Required action 1 => In the essay on Christ's Grave in Japan, list every sentence that ends with a question mark.
Required action 2 => Reproduce the essay on Christ's Grave in Japan word for word, from "Huh. That wasn’t" down to "an absurd story!".

Kooky uncle’s surname, Herai, is actually quite unique in Japan. The Google rabbit hole revealed the theory it’s a Katakana-pronunciation version of “Hebrew” in Japanese. Regardless of what you believe, TripAdvisor lists “Christ’s Grave” as the number one “Thing to Do” in Shingo-mura. The city has a page that explains the whole history in English. TLDR: Jesus escaped Golgotha across Siberia, went to Northern Japan, changed his name to Daitenku Taro Jurai, married a farmer and had three daughters.
Huh. That wasn’t in my Sunday School class. My first instinct was affront, derision, disbelief. How could a country like Japan presume to claim Jesus? They couldn’t just steal him from centuries of Western tradition, culture and religion with an absurd story!
Fast forward a decade and I’d lived in Japan, had children, traveled widely, and experienced many ways in which U.S. culture has appropriated Asian cultural heritage in equally absurd ways. My children are biracial Japanese-Caucasian, and at the time I wrote the Urban Fantasy Dream Eater, there weren’t many multi-racial heroines represented in fantasy genres I read the most.
Believe me, I know exactly how fine a line I would walk presuming to write about Japanese culture from an insider perspective. So, I didn’t. The Portland Hafu series is based in “third nation” cultural identity: the shared habits, experiences, and traditions created at the intersection of two or more peoples.
Like my daughters who must feel awkward and guilty both at the Hiroshima Memorial and Pearl Harbor. Like Koi Pierce Herai in Dream Eater’s sequel, Black Pearl Dreaming, who is both U.S. and Japanese, and a mix of human and creature of the myth-based Kind.
The Big Idea is this: The people who wrestle every day with what to take and what to ignore from their cultural heritages, whose outside perspective even in the country of their birth, are the ones who will save the world.
Claiming Jesus is buried in a small town in Aomori may be absurd, but it does not perpetuate derogatory stereotypes or bring moral harm in a racist or sexist manner to Lutherans (or even Jews.) In Black Pearl Dreaming, Koi travels to Aomori and rightly ignores the Grave of Christ to focus on bigger issues. She contends with tricky, racist wounds still festering from the World War II Japanese invasion of Manchuria and the U.S.’s use of the Atomic Bomb. What do we owe those we’ve harmed in war? What if the harm inflicted allows the survival of a people? Who is qualified to judge the balance of good or evil? Or forgive.

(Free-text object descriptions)
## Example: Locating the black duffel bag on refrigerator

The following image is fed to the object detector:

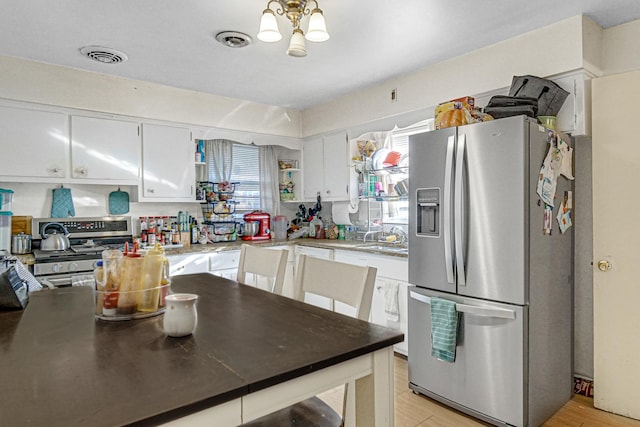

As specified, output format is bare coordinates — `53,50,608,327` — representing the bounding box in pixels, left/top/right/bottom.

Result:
484,95,538,119
509,76,569,116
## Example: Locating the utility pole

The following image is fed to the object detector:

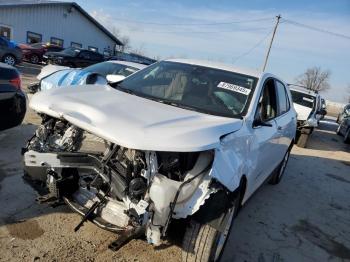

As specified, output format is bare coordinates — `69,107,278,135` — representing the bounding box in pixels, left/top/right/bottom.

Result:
263,15,281,72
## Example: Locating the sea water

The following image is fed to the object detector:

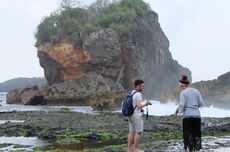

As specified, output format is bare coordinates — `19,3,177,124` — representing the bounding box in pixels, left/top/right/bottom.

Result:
144,101,230,118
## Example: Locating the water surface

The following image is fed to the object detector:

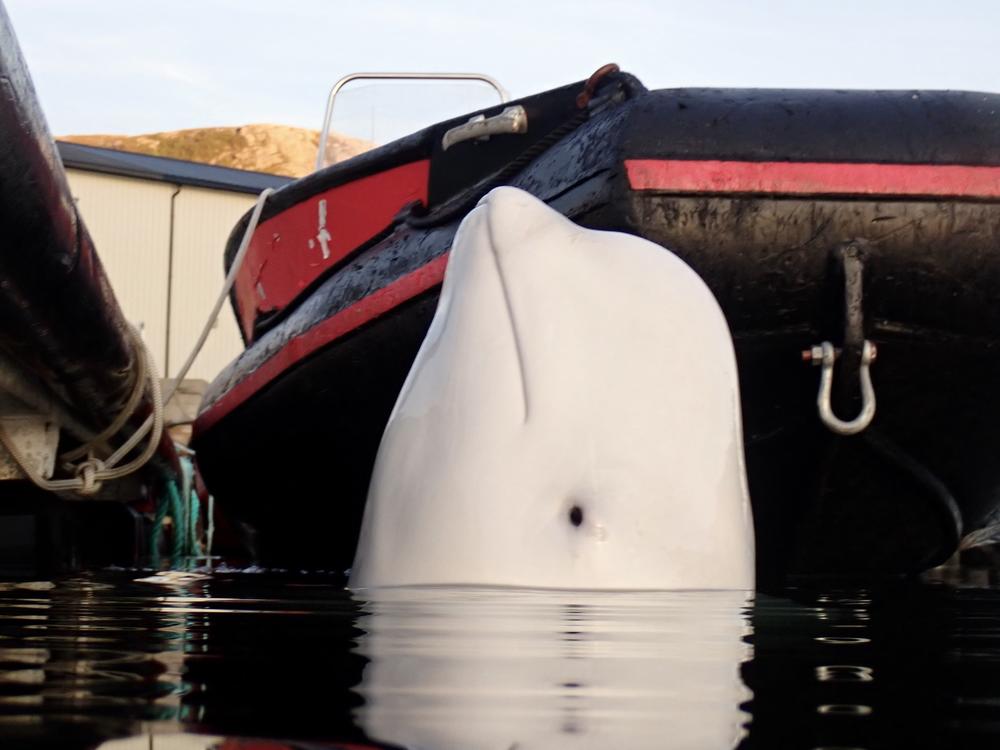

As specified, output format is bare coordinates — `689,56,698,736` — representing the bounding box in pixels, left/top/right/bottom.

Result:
0,571,1000,750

Answer box 1 =>
- How could a country like Japan presume to claim Jesus?
- What do we owe those we've harmed in war?
- What if the harm inflicted allows the survival of a people?
- Who is qualified to judge the balance of good or evil?

Answer box 2 =>
Huh. That wasn’t in my Sunday School class. My first instinct was affront, derision, disbelief. How could a country like Japan presume to claim Jesus? They couldn’t just steal him from centuries of Western tradition, culture and religion with an absurd story!